Specifically, the present invention provides a reciprocating compressor that includes: a cylinder-cover, which puts a lid on a cylinder and is of a boxy type, and a suction chamber connected to a suction port is juxtaposed with a discharge chamber connected to a discharge port; wherein the suction port and the suction valve are at one side of an upper part of a cylinder-wall of the cylinder, the discharge port and the discharge valve are at another side of the upper part of the cylinder-wall of the cylinder, the discharge chamber is at the discharge side of the cylinder, being connected to discharge port, and additionally the suction valve is placed so as to open/close the connection between the above-mentioned discharge port and discharge chamber; wherein the suction port, which is opened/closed by the suction valve, is placed at a top wall of the piston, the top wall facing with the above mentioned cylinder volume, an inhalation passage connected to the above-mentioned suction port is prepared inside the above-mentioned piston, the above-mentioned discharge port and the above-mentioned discharge valve are at the upper part of the cylinder-wall of the above-mentioned cylinder, the discharge chamber is at the above-mentioned discharge side of the cylinder, the chamber being connected to the above-mentioned discharge port, and that the above-mentioned suction valve is placed so as to open/close the connection between the above-mentioned discharge port and discharge chamber; and wherein, outside the upper part of the above-mentioned cylinder-wall of the above-mentioned cylinder, is prepared a second cylinder volume, which is connected to the aforementioned cylinder volume, and within which a piston is placed so as to be capable of adjusting the second cylinder volume.

According to the present invention, the maximum discharge pressure can always be held so as to be compatible with the demand pressure of the above-mentioned gas end use, without the mechanism described in the above-mentioned related art, namely, without requiring a drive projection on the top surface of the piston, a relief port and a relief valve to open/close the relief port, both of which are prepared in the cylinder cover, and an opening/closing device of the relief valve.

The present invention provides a way to thoroughly dispense with the increase in the number of parts for controlling the maximum discharge pressure of a compressor, with the increase in the number of processing man-hours for parts, as well as with the increase of production costs of the compressor which result therefrom. Also, the present invention provides a way to always keep the compressor discharge pressure at or below the target discharge pressure, enabling the compressor discharge pressure to be satisfactory compatible with the demand pressure of the gas end use and enabling compressor parts to be prevented from possible breakage.
* * *
What to work on =
(1) Answer these questions from the compressor patent text:
(a) Where is the second cylinder volume prepared?
(b) With what is the maximum discharge pressure held compatible?
(c) From what does the invention enable compressor parts to be prevented?
(2) Proceed with the compressor patent text, picking up after its final sentence.
The items are not needed for anything here.
* * *
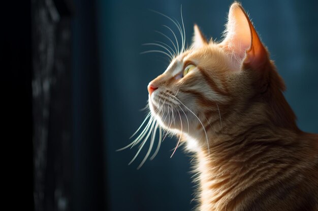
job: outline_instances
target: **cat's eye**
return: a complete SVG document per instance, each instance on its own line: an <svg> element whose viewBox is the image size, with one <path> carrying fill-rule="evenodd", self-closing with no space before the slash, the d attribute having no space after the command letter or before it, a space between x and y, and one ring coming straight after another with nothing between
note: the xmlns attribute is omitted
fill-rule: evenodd
<svg viewBox="0 0 318 211"><path fill-rule="evenodd" d="M192 71L194 68L196 68L196 66L193 64L189 64L183 70L183 77L185 76L189 72Z"/></svg>

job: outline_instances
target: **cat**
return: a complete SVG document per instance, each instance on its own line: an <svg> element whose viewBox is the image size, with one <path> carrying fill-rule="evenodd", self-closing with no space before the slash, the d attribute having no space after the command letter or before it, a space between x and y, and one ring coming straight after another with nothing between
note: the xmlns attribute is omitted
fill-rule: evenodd
<svg viewBox="0 0 318 211"><path fill-rule="evenodd" d="M148 86L151 121L137 142L159 127L185 143L197 160L199 210L318 210L318 135L298 129L240 4L230 7L221 41L195 25L190 47L184 44Z"/></svg>

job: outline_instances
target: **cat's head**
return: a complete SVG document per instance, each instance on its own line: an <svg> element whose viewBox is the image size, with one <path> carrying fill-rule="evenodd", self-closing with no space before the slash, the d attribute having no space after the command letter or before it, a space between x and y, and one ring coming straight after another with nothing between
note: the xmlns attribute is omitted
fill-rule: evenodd
<svg viewBox="0 0 318 211"><path fill-rule="evenodd" d="M191 47L148 86L149 107L163 128L205 144L208 132L255 121L295 123L284 83L240 4L230 8L221 42L208 41L197 25L194 31Z"/></svg>

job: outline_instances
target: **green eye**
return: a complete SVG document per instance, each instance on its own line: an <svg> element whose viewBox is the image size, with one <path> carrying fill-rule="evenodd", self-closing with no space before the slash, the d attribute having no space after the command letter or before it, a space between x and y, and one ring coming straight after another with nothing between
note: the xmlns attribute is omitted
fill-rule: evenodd
<svg viewBox="0 0 318 211"><path fill-rule="evenodd" d="M196 66L193 64L189 64L185 67L185 68L183 70L183 77L184 77L185 75L188 74L195 68Z"/></svg>

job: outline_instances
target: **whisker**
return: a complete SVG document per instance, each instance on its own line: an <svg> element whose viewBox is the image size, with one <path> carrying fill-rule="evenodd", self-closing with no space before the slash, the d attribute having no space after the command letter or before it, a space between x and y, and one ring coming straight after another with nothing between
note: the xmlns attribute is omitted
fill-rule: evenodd
<svg viewBox="0 0 318 211"><path fill-rule="evenodd" d="M155 121L155 120L154 120L154 117L151 116L151 118L149 119L149 122L148 122L148 124L147 124L146 128L143 130L143 131L142 131L139 136L138 136L138 137L136 138L136 139L135 139L135 140L134 140L134 141L133 142L133 146L132 146L132 147L131 147L131 149L134 147L135 145L138 144L139 142L140 142L140 141L145 137L145 136L146 136L146 134L147 134L147 133L148 132L149 128L150 128L150 126L152 125L151 124L154 121Z"/></svg>
<svg viewBox="0 0 318 211"><path fill-rule="evenodd" d="M146 138L145 138L145 139L144 139L144 140L143 141L143 142L142 142L142 143L141 143L141 144L140 145L140 148L139 148L139 149L137 151L137 153L136 153L136 155L135 155L135 156L133 158L132 160L131 160L131 161L129 162L129 163L128 163L128 165L130 165L131 164L132 164L132 163L133 162L134 162L134 160L135 160L135 159L137 157L137 156L138 156L138 154L140 152L140 151L141 151L141 149L144 147L144 145L145 145L145 144L147 142L147 140L148 140L148 138L150 136L150 134L151 134L151 132L152 131L152 129L153 129L153 126L154 126L155 122L155 121L153 121L152 122L152 123L151 124L151 126L150 130L148 132L148 134L147 135L147 136L146 137Z"/></svg>
<svg viewBox="0 0 318 211"><path fill-rule="evenodd" d="M165 46L166 46L166 47L167 47L168 48L169 48L172 51L172 53L173 53L173 54L172 54L172 55L173 57L175 57L176 56L176 54L175 53L175 52L174 52L174 50L173 49L172 49L172 48L171 47L170 47L168 45L165 44L165 43L163 42L161 42L160 41L157 41L157 40L155 40L154 41L157 42L158 43L160 43L162 44L163 45L164 45Z"/></svg>
<svg viewBox="0 0 318 211"><path fill-rule="evenodd" d="M142 44L142 45L143 46L158 46L160 47L161 47L163 48L164 49L166 50L167 51L168 51L168 52L170 54L170 55L171 57L171 58L173 58L173 54L172 54L172 53L171 53L171 52L168 49L167 49L167 48L166 48L162 45L158 44L157 43L145 43L145 44Z"/></svg>
<svg viewBox="0 0 318 211"><path fill-rule="evenodd" d="M142 140L142 138L147 134L147 132L148 131L148 129L149 129L149 127L151 125L151 122L152 122L153 120L153 117L151 117L151 118L150 118L150 119L149 119L149 121L147 123L147 125L146 125L146 126L145 127L144 130L142 131L142 132L140 133L140 134L139 135L139 136L138 136L138 137L137 138L136 138L134 141L133 141L132 142L132 143L131 143L130 144L129 144L127 146L125 146L125 147L124 147L123 148L121 148L120 149L118 149L116 150L116 151L117 152L118 152L119 151L123 150L124 150L125 149L127 149L128 148L130 147L132 145L132 146L131 147L131 148L133 148L134 147L134 146L135 146L135 144L138 144L140 141L140 140Z"/></svg>
<svg viewBox="0 0 318 211"><path fill-rule="evenodd" d="M159 51L157 50L153 50L150 51L146 51L140 53L140 54L147 54L148 53L161 53L162 54L164 54L169 57L169 58L171 59L171 60L173 60L173 58L171 57L171 55L168 54L167 53L165 52L164 51Z"/></svg>
<svg viewBox="0 0 318 211"><path fill-rule="evenodd" d="M183 50L184 50L184 47L185 46L185 30L184 29L184 24L183 23L183 17L182 16L182 5L181 5L180 11L181 11L181 21L182 23L182 27L183 28L183 34L184 36L184 37L183 38L183 43L182 44L182 46L183 46L182 48L183 49Z"/></svg>
<svg viewBox="0 0 318 211"><path fill-rule="evenodd" d="M222 126L222 119L221 118L221 113L220 112L220 109L218 108L218 105L217 105L217 103L215 103L215 104L216 104L216 106L217 106L217 110L218 110L218 115L220 117L220 122L221 123L221 129L223 130L223 126Z"/></svg>
<svg viewBox="0 0 318 211"><path fill-rule="evenodd" d="M160 146L161 145L162 138L162 130L161 129L161 128L159 128L159 141L158 141L158 145L157 146L157 148L155 149L154 153L153 153L152 156L150 157L150 160L152 160L158 153L158 152L159 151L159 149L160 149Z"/></svg>
<svg viewBox="0 0 318 211"><path fill-rule="evenodd" d="M181 7L181 9L182 9L182 7ZM175 22L175 21L174 21L174 20L173 20L171 18L170 18L170 17L168 16L167 16L167 15L165 15L165 14L163 14L163 13L160 13L160 12L157 12L157 11L154 11L154 10L150 10L150 11L152 11L152 12L154 12L154 13L157 13L157 14L160 14L160 15L162 15L163 16L165 17L166 18L168 18L168 19L169 19L170 21L172 21L172 22L173 22L173 23L174 23L174 24L176 25L176 26L177 27L177 28L178 28L178 30L179 30L179 31L180 32L180 35L181 35L181 37L182 38L182 43L184 43L183 39L183 35L182 35L182 30L181 30L181 29L179 28L179 27L178 27L178 24L177 24L177 23L176 23L176 22ZM179 50L179 49L178 49L178 50ZM179 52L179 51L178 51L178 52L179 52L179 54L180 54L180 52Z"/></svg>
<svg viewBox="0 0 318 211"><path fill-rule="evenodd" d="M189 111L190 111L191 113L192 113L192 114L193 115L195 115L195 116L196 117L197 117L197 118L198 119L198 120L199 120L199 121L200 122L200 123L201 124L201 125L202 125L202 129L203 129L203 131L204 131L204 133L205 134L205 137L206 138L206 141L207 141L207 144L208 145L208 151L209 152L209 154L210 154L210 147L209 146L209 140L208 139L208 136L206 134L206 131L205 131L205 129L204 129L204 126L203 126L203 124L202 123L202 122L201 121L201 120L200 120L200 119L199 118L199 117L198 117L198 116L197 116L191 110L190 110L189 109L189 108L188 108L187 107L186 107L183 103L182 103L182 102L181 102L180 101L180 100L179 100L176 97L174 96L173 95L170 95L171 96L173 96L173 97L174 97L177 100L178 100L180 103L181 103L181 104L182 104L183 105L183 106L184 106L185 107L185 108L186 108L187 109L188 109L189 110Z"/></svg>
<svg viewBox="0 0 318 211"><path fill-rule="evenodd" d="M163 26L168 28L169 30L170 30L170 31L172 33L173 36L174 36L174 38L176 40L176 43L177 44L177 48L178 49L178 51L177 52L177 54L178 54L180 51L179 50L179 43L178 42L178 39L177 38L177 36L176 36L176 34L174 33L174 32L173 31L173 30L171 29L171 28L169 27L169 26L166 26L166 25L163 25Z"/></svg>
<svg viewBox="0 0 318 211"><path fill-rule="evenodd" d="M173 41L172 41L172 40L170 38L170 37L169 37L169 36L167 36L166 34L164 34L163 33L160 31L154 31L157 33L159 33L160 34L162 34L163 36L164 36L168 39L169 39L169 41L170 41L171 44L172 44L172 45L173 46L174 49L175 50L175 51L173 51L173 53L174 53L174 54L176 55L178 52L178 50L177 50L177 47L176 47L176 45L174 44L174 43L173 43Z"/></svg>
<svg viewBox="0 0 318 211"><path fill-rule="evenodd" d="M178 113L179 113L179 116L180 117L180 122L181 122L181 133L180 134L180 137L179 138L179 140L178 141L178 143L177 143L177 146L176 146L176 148L174 149L172 154L170 156L170 158L172 157L174 153L176 152L176 150L177 150L177 148L178 148L178 146L179 146L179 143L180 143L180 140L181 140L181 136L182 134L182 120L181 119L181 115L180 115L180 112L179 112L179 111L178 111Z"/></svg>
<svg viewBox="0 0 318 211"><path fill-rule="evenodd" d="M189 120L188 120L188 117L187 117L187 116L186 116L186 114L185 114L185 113L183 111L183 109L182 109L182 108L181 107L181 106L180 105L178 105L178 106L179 106L180 109L181 110L181 111L182 111L182 112L184 114L184 115L185 116L185 118L186 118L186 122L187 122L187 124L188 124L188 133L189 133L189 130L190 129L190 127L189 126Z"/></svg>
<svg viewBox="0 0 318 211"><path fill-rule="evenodd" d="M142 126L142 125L144 124L144 123L145 123L145 122L146 121L146 120L149 118L149 116L150 116L150 115L151 115L151 112L149 112L148 113L148 114L147 115L147 116L146 116L146 118L145 118L145 120L144 120L144 121L142 122L142 123L141 123L141 124L140 125L140 126L139 126L139 128L137 129L137 131L136 131L136 132L135 132L134 133L134 134L133 134L132 135L132 136L131 136L130 137L129 137L129 139L131 139L132 138L133 138L135 135L136 134L137 134L138 131L139 131L139 130L140 130L140 129L141 128L141 127Z"/></svg>
<svg viewBox="0 0 318 211"><path fill-rule="evenodd" d="M149 149L147 152L147 154L146 154L146 155L145 155L145 157L144 157L144 159L142 160L139 165L138 165L138 167L137 167L137 170L140 168L140 167L142 166L142 165L144 164L144 163L147 160L147 158L148 158L149 155L150 154L150 152L151 151L151 150L152 149L152 147L153 146L153 143L154 142L154 139L155 138L155 134L158 125L159 124L157 123L154 126L153 130L152 131L152 133L151 133L151 139L150 139L150 145L149 145Z"/></svg>

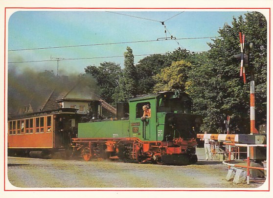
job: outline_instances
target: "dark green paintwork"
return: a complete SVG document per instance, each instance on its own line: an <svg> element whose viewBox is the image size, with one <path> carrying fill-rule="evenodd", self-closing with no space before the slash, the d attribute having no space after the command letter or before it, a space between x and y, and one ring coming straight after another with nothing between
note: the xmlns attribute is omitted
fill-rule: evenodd
<svg viewBox="0 0 273 198"><path fill-rule="evenodd" d="M78 138L136 137L144 141L162 141L166 135L166 115L170 113L185 115L188 111L184 107L185 101L190 102L187 95L177 92L152 94L130 99L129 120L79 123ZM143 115L143 111L139 109L142 111L142 105L146 103L150 105L151 118L143 121L140 116Z"/></svg>

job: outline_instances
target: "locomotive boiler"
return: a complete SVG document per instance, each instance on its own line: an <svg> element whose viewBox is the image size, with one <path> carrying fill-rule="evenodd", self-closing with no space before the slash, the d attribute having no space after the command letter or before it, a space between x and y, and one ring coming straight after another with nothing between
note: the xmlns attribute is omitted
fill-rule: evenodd
<svg viewBox="0 0 273 198"><path fill-rule="evenodd" d="M96 109L98 105L94 102L91 108ZM74 153L80 153L86 160L107 158L159 164L195 163L196 133L202 119L191 113L191 105L189 96L179 91L148 94L119 102L116 119L100 119L93 113L78 124L78 137L72 139ZM143 118L144 105L149 107L149 118Z"/></svg>

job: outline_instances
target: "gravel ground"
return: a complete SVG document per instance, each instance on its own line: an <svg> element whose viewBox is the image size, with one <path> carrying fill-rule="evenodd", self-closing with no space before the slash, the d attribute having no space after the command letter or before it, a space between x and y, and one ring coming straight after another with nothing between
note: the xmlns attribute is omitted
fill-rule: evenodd
<svg viewBox="0 0 273 198"><path fill-rule="evenodd" d="M8 157L8 178L21 188L253 188L263 183L227 181L227 166L205 160L204 149L197 154L198 162L187 166Z"/></svg>

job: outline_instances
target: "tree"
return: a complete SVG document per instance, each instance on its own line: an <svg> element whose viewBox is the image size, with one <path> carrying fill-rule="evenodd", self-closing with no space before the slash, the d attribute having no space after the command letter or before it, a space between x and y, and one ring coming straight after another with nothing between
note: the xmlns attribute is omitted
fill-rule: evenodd
<svg viewBox="0 0 273 198"><path fill-rule="evenodd" d="M133 50L130 47L124 53L124 68L114 97L115 101L126 101L137 94L137 73L134 64Z"/></svg>
<svg viewBox="0 0 273 198"><path fill-rule="evenodd" d="M193 66L189 72L186 91L193 99L194 110L205 118L204 130L219 132L229 115L232 127L238 127L240 133L249 131L250 77L244 85L239 77L240 62L234 57L240 51L240 31L248 41L255 41L250 61L259 74L255 82L259 93L257 99L263 101L261 107L256 106L257 121L261 123L259 119L266 119L266 21L260 13L247 13L245 19L240 16L238 20L233 18L232 26L226 23L219 29L222 38L209 43L210 50L203 55L204 63Z"/></svg>
<svg viewBox="0 0 273 198"><path fill-rule="evenodd" d="M136 68L138 76L138 95L153 91L156 81L153 78L161 72L161 69L169 66L170 61L166 55L154 54L141 59ZM170 62L171 63L171 62Z"/></svg>
<svg viewBox="0 0 273 198"><path fill-rule="evenodd" d="M180 60L162 69L161 73L154 78L157 82L154 87L154 92L170 91L173 89L184 91L191 67L189 62Z"/></svg>
<svg viewBox="0 0 273 198"><path fill-rule="evenodd" d="M100 96L110 103L114 102L114 94L118 85L118 79L121 76L119 64L113 62L103 62L100 66L90 65L85 68L86 74L90 74L97 81L100 88Z"/></svg>

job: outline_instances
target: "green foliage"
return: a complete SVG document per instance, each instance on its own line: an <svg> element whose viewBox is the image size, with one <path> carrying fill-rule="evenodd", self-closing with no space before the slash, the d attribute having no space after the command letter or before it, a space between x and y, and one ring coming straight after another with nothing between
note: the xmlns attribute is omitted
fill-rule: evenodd
<svg viewBox="0 0 273 198"><path fill-rule="evenodd" d="M123 75L119 79L118 86L114 95L115 101L126 101L137 94L137 74L134 64L134 55L132 49L127 47L124 53L124 69Z"/></svg>
<svg viewBox="0 0 273 198"><path fill-rule="evenodd" d="M160 54L146 57L138 61L136 66L138 77L138 94L152 92L156 83L153 77L159 73L161 69L168 66L169 63L167 57Z"/></svg>
<svg viewBox="0 0 273 198"><path fill-rule="evenodd" d="M162 69L161 73L154 78L157 82L154 87L154 92L172 89L184 91L191 66L189 62L180 60L173 62L170 66Z"/></svg>
<svg viewBox="0 0 273 198"><path fill-rule="evenodd" d="M113 103L114 90L118 85L118 79L121 76L119 64L103 62L98 67L90 65L85 70L86 74L91 74L96 79L100 88L101 97L108 103Z"/></svg>
<svg viewBox="0 0 273 198"><path fill-rule="evenodd" d="M240 52L240 31L247 41L255 42L250 56L257 74L255 99L262 101L256 106L257 125L266 119L266 21L262 15L254 12L246 14L245 19L234 18L232 25L225 24L219 30L222 38L209 43L210 50L202 55L203 63L192 67L186 83L194 110L204 117L203 129L210 133L225 128L227 115L230 116L231 127L239 128L237 132L249 133L250 77L244 85L239 78L240 61L234 57Z"/></svg>

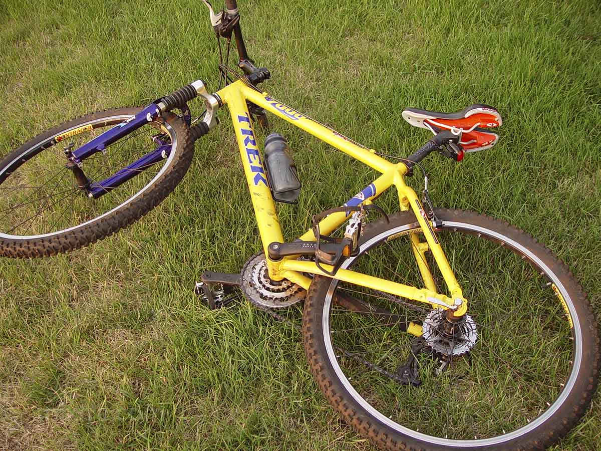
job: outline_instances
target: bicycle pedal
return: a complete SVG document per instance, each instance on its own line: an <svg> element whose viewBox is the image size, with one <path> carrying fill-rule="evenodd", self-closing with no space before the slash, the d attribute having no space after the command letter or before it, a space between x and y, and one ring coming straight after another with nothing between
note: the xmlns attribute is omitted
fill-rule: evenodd
<svg viewBox="0 0 601 451"><path fill-rule="evenodd" d="M201 281L194 284L194 293L207 303L212 310L225 307L240 295L234 292L240 286L240 274L205 271Z"/></svg>

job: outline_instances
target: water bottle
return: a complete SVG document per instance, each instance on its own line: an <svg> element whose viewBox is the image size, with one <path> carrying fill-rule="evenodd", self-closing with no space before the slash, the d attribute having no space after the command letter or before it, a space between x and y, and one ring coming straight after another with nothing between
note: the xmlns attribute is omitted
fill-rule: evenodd
<svg viewBox="0 0 601 451"><path fill-rule="evenodd" d="M296 203L300 182L284 137L272 133L265 138L265 169L273 200Z"/></svg>

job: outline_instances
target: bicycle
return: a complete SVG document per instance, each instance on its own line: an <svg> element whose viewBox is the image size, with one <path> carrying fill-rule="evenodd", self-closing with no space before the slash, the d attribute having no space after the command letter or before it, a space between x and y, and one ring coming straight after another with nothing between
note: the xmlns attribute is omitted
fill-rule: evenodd
<svg viewBox="0 0 601 451"><path fill-rule="evenodd" d="M219 36L233 35L243 76L222 66L223 79L235 81L216 93L199 81L143 109L75 119L0 162L0 253L53 255L137 220L181 180L194 142L227 105L263 250L240 274L203 274L198 289L210 307L227 303L236 286L261 308L304 299L305 351L318 384L345 421L382 447L542 449L566 434L590 402L600 364L579 285L523 232L434 209L427 186L422 201L404 182L433 152L460 161L493 146L498 137L487 129L502 124L496 109L406 110L407 121L433 137L391 162L257 89L270 74L248 58L235 0L227 4L211 10L212 23ZM206 112L194 122L188 103L197 97ZM342 207L316 215L299 241L284 239L273 201L294 200L294 171L290 163L267 170L255 135L266 112L382 174ZM59 170L42 175L53 167ZM288 183L279 190L282 174ZM401 211L389 215L375 201L393 186ZM368 222L373 215L381 218ZM490 266L498 274L486 278L480 269ZM478 408L483 403L495 411Z"/></svg>

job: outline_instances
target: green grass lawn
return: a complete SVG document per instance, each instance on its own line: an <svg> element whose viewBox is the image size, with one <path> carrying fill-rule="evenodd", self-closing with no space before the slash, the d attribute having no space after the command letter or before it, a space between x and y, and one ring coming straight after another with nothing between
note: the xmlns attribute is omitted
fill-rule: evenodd
<svg viewBox="0 0 601 451"><path fill-rule="evenodd" d="M425 162L433 201L534 235L601 311L598 2L239 6L249 52L272 74L264 89L369 147L403 156L423 144L406 107L496 106L496 146L459 164ZM198 78L216 88L217 61L199 0L3 0L0 156L75 116L148 103ZM0 260L0 449L371 449L319 392L293 329L245 302L209 311L193 294L202 271L237 271L260 248L224 113L142 220L67 255ZM374 178L272 123L303 183L297 206L278 207L285 236ZM601 450L600 431L597 396L554 449Z"/></svg>

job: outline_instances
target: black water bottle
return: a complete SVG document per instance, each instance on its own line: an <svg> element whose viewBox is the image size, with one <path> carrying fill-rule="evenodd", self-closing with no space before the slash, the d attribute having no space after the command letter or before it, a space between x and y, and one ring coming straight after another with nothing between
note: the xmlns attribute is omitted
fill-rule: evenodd
<svg viewBox="0 0 601 451"><path fill-rule="evenodd" d="M265 138L265 168L273 200L296 203L300 182L284 137L272 133Z"/></svg>

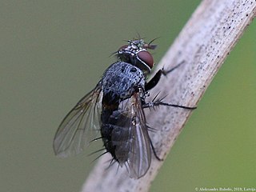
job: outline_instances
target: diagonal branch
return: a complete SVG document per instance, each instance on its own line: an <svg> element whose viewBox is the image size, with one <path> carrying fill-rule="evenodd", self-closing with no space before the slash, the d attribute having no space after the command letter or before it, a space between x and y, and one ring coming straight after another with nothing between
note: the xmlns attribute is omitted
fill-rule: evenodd
<svg viewBox="0 0 256 192"><path fill-rule="evenodd" d="M160 92L167 95L165 101L195 106L255 14L255 0L202 1L158 68L170 69L182 61L185 64L162 78L150 94ZM158 127L151 138L160 158L166 158L190 114L165 106L147 114L150 126ZM153 157L147 174L134 180L129 178L125 167L118 172L115 166L106 170L108 159L106 155L98 162L82 191L148 191L163 163Z"/></svg>

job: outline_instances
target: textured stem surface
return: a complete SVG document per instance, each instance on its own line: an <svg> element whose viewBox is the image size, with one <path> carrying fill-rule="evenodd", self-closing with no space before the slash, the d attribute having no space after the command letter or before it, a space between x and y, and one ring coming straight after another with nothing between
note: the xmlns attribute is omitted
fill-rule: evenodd
<svg viewBox="0 0 256 192"><path fill-rule="evenodd" d="M150 95L160 92L162 96L167 95L166 102L196 106L255 12L255 0L202 1L157 67L168 70L182 61L185 63L162 77ZM165 158L192 111L161 106L156 112L148 112L149 125L158 130L151 134L154 146L158 156ZM103 155L99 160L83 192L148 191L163 163L153 156L147 174L134 180L128 177L125 167L117 171L114 165L106 170L110 158Z"/></svg>

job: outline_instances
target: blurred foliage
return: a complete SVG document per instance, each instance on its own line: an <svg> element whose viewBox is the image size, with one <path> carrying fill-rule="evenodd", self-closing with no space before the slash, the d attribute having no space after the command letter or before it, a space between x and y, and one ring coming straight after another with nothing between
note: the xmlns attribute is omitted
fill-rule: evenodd
<svg viewBox="0 0 256 192"><path fill-rule="evenodd" d="M2 191L79 191L95 157L54 155L62 118L96 85L122 40L160 37L158 62L199 2L2 0ZM151 191L255 184L255 32L252 23L230 53Z"/></svg>

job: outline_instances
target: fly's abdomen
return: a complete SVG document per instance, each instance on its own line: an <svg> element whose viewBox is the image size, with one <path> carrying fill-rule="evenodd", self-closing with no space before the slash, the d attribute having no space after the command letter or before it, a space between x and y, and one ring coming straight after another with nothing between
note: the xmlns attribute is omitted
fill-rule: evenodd
<svg viewBox="0 0 256 192"><path fill-rule="evenodd" d="M130 119L118 110L103 110L101 133L106 150L121 166L128 159L130 151L130 126L127 122Z"/></svg>

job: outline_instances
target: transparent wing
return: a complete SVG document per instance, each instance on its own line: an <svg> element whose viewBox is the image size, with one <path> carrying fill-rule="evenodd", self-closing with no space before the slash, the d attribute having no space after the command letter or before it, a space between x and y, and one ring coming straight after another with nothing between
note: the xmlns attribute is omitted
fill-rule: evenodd
<svg viewBox="0 0 256 192"><path fill-rule="evenodd" d="M99 82L65 117L54 139L56 155L65 158L77 154L97 137L100 130L102 98Z"/></svg>
<svg viewBox="0 0 256 192"><path fill-rule="evenodd" d="M123 113L130 115L130 152L126 165L130 178L142 177L151 162L150 138L146 125L139 93L134 94L122 105ZM128 111L129 113L126 113Z"/></svg>

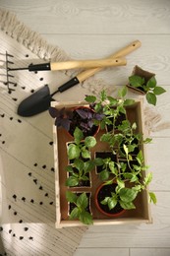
* * *
Answers provided =
(1)
(a) Outside the upper part of the cylinder-wall of the cylinder
(b) The demand pressure of the gas end use
(c) Possible breakage

(2)
Moreover, in case of ordinary compressors including the box type cylinder cover which puts the lid on the above-mentioned cylinder and within which the suction chamber connected to the suction port is juxtaposed with the discharge chamber connected to the discharge port, the control effectiveness, that the maximum discharge pressure of the compressors is held within the range of the demand service pressure, is obtained by means of inserting a spacer into the contact surface between the cylinder and the cylinder cover as well as by means of only adjusting the volume of the cylinder volume. The above approach is applicable to current compressors as they are.

In case of the compressors including:

    • (a) a suction port and a suction valve being located at the upper part of one side of the cylinder-wall of the cylinder;
    • (b) a discharge port and a discharge valve being located at the upper part of another side of the cylinder-wall of the cylinder; and
    • (c) a discharge chamber being located at the discharge side of said cylinder, as well as being connected to the discharge port,
      wherein the suction valve is placed so as to open/close the connection between the discharge port and the discharge chamber, it becomes possible:
    • (i) to secure room for placing the suction valve at the upper part of the cylinder-wall of the cylinder volume;
    • (ii) to allow the structure of a cylinder cover putting the lid on the cylinder to be of simple plate type instead of the complicated box type in a manner that a discharge chamber be at the discharge side of the cylinder, being connected to the discharge port.

In the above manner, the production cost of the cylinder cover can be reduced thanks to the simplification of the structure of the cylinder cover and a small compact compressor can be realized with a reduced length of the piston running direction.

Moreover, since the cylinder cover can be of a plate type and cooling fins can be easily formed on the external surface of the cylinder cover, an improved cooling-effect of the cylinder can be expected.

In case of a reciprocating compressor:

    • wherein a suction port, which is opened and shut by the suction valve, is placed at the top wall of the piston the wall facing with the cylinder volume;
    • wherein an inhalation passage connected to the suction port is prepared inside the piston;
    • wherein the discharge port and the discharge valve are at the upper part of the cylinder-wall of the cylinder; and
    • wherein a discharge chamber is at the discharge side of the cylinder, the chamber being connected to the discharge port,
      by means of
    • (1) preparing the discharge chamber connected to the discharge port at the discharge side of the cylinder, and
    • (2) placing the suction port, which is opened and shut by the suction valve, at the top wall of the piston, the wall facing with the cylinder volume; it becomes possible:
  • (a) to reduce the production cost of the cylinder cover thanks to the simplification of the structure of the cylinder cover; and
  • (b) to realize a small compact compressor with a reduced length along the piston running direction, because the discharge chamber can be removed from the cylinder cover and cylinder cover can be of simple plate type instead of the complicated box type as mentioned before.

In addition, an improved cooling-effect of the cylinder can be expected, since the cylinder cover can be of plate type and cooling fins can be easily formed on the external surface of the cylinder cover.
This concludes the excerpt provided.